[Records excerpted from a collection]

--- START ---

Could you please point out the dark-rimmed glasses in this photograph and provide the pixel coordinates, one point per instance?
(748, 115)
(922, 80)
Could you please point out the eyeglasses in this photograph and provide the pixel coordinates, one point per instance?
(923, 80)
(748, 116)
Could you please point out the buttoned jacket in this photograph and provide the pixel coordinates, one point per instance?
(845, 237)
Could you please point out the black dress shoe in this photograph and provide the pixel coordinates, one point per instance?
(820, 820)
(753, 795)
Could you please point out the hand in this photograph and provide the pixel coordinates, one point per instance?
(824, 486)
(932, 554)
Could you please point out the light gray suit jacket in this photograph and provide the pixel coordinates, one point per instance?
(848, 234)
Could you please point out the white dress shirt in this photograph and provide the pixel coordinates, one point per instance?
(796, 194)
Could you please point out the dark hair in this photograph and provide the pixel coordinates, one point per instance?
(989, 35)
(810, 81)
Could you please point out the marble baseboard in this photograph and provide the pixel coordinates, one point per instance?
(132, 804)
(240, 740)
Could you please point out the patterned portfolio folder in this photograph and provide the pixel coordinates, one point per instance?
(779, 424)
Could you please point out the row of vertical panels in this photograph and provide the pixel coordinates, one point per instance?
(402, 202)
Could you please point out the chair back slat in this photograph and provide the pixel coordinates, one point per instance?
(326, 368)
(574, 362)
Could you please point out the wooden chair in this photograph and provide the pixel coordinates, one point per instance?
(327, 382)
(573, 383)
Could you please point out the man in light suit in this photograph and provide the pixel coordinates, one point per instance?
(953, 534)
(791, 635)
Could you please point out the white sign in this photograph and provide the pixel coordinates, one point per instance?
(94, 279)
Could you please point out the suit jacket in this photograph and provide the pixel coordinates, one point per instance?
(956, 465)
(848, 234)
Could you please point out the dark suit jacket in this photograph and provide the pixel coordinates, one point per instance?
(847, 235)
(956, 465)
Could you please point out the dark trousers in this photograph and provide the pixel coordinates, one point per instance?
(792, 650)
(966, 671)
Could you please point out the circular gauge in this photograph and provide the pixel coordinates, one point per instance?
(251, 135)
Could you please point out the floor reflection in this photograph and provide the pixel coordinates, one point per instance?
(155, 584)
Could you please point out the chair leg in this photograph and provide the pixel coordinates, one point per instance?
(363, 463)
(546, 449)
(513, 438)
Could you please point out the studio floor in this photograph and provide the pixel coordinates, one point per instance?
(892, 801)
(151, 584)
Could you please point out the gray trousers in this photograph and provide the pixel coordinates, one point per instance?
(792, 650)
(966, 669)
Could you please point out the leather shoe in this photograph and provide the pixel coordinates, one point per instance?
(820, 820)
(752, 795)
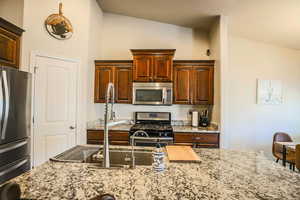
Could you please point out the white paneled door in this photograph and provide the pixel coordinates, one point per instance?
(54, 107)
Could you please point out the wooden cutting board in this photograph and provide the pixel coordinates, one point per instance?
(182, 154)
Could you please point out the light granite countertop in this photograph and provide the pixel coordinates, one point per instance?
(176, 128)
(222, 175)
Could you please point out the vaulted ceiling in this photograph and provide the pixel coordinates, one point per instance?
(272, 21)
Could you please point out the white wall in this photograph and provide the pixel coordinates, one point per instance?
(122, 33)
(252, 126)
(85, 16)
(12, 11)
(95, 52)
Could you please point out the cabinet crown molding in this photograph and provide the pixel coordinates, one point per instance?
(153, 51)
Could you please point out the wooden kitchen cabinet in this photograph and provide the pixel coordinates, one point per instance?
(194, 82)
(117, 72)
(142, 68)
(153, 65)
(183, 85)
(202, 140)
(115, 137)
(123, 84)
(103, 76)
(10, 37)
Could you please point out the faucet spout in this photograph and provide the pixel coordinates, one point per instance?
(110, 95)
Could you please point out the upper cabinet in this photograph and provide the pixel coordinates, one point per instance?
(193, 82)
(117, 72)
(153, 65)
(10, 36)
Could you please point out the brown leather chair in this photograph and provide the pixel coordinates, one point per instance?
(277, 149)
(298, 156)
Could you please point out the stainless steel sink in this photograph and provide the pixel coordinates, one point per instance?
(119, 157)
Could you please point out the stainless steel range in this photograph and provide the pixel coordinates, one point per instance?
(154, 127)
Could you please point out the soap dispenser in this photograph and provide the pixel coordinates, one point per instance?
(158, 159)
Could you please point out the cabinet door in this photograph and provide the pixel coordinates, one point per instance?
(103, 76)
(9, 48)
(203, 85)
(123, 84)
(182, 85)
(142, 71)
(162, 68)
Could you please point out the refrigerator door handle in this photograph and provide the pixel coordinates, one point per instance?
(15, 146)
(7, 101)
(6, 171)
(1, 106)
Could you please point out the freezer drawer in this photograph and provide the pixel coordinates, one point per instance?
(15, 169)
(14, 151)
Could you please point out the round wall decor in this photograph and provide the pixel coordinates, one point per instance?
(58, 26)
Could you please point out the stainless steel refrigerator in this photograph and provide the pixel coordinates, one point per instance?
(15, 122)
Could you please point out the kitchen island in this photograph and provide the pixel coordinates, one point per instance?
(222, 174)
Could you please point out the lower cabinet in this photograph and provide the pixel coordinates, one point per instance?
(203, 140)
(115, 137)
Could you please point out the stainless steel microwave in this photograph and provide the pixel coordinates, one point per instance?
(152, 93)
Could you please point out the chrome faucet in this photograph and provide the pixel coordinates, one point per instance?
(110, 95)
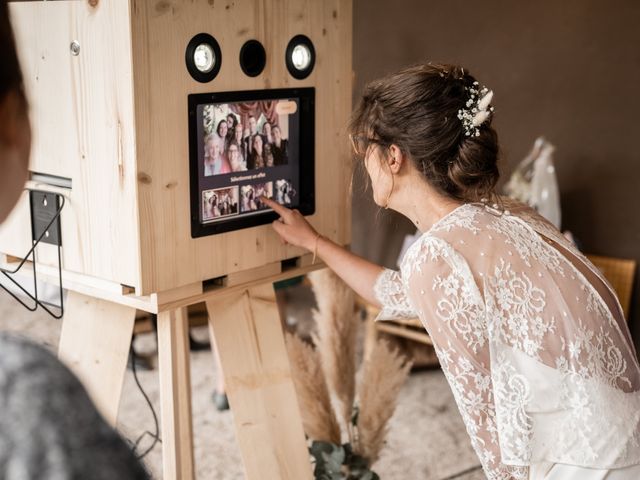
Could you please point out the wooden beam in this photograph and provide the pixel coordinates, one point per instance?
(94, 343)
(249, 337)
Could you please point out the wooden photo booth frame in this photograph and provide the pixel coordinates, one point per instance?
(108, 85)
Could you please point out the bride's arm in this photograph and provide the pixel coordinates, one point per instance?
(360, 274)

--- END ---

Print exactly the span of lines that begins with the line containing "Could you please point out the stainless steel range" and ends with the last line of the listing, with no pictures.

Could you please point out the stainless steel range in this photograph and provide the pixel coordinates, one point per instance?
(154, 127)
Could you please point out the soap dispenser in this photograph and provide the pixel coordinates, one point per instance?
(158, 159)
Could you please point out the cabinet door in this photograph and provide the pixel coordinates, one point per instance?
(103, 76)
(9, 48)
(203, 85)
(123, 84)
(182, 85)
(142, 71)
(162, 68)
Could you please point out the refrigerator door handle in this photograph and provide the pixel coordinates, one point per instance?
(15, 146)
(7, 101)
(6, 171)
(1, 106)
Could you please point out the freezer drawer in this photograph and provide the pixel coordinates, one point per instance?
(15, 169)
(14, 151)
Could you please point out the round wall decor in this photograph and provide the pixel coordinates, one point per instance?
(58, 26)
Could you please point out the stainless steel refrigerator in this photograph and provide the pixel coordinates, one point per instance?
(15, 122)
Could you please point out the kitchen island in this photograph and provide the pixel coordinates, one point per instance?
(222, 174)
Could you please point out the lower cabinet in this photograph and provide the pixel coordinates, one point per instance?
(203, 140)
(115, 137)
Could you please point out the stainless steel microwave in this photograph and provide the pixel coordinates, one point per instance?
(152, 93)
Could you please point out the chrome faucet in this photograph and provide the pixel coordinates, one point per instance?
(110, 95)
Could you please point out the wooden beam in this photograph and provide the pixel coordinates, one point per instance?
(94, 343)
(249, 337)
Could you please point out the wooden photo booth frame in this photograph and provide the pixel coordinates, one point per instance?
(108, 85)
Could you please point out the bride's arm in this photograph and provide the pixel coordinates, one point per instance?
(360, 274)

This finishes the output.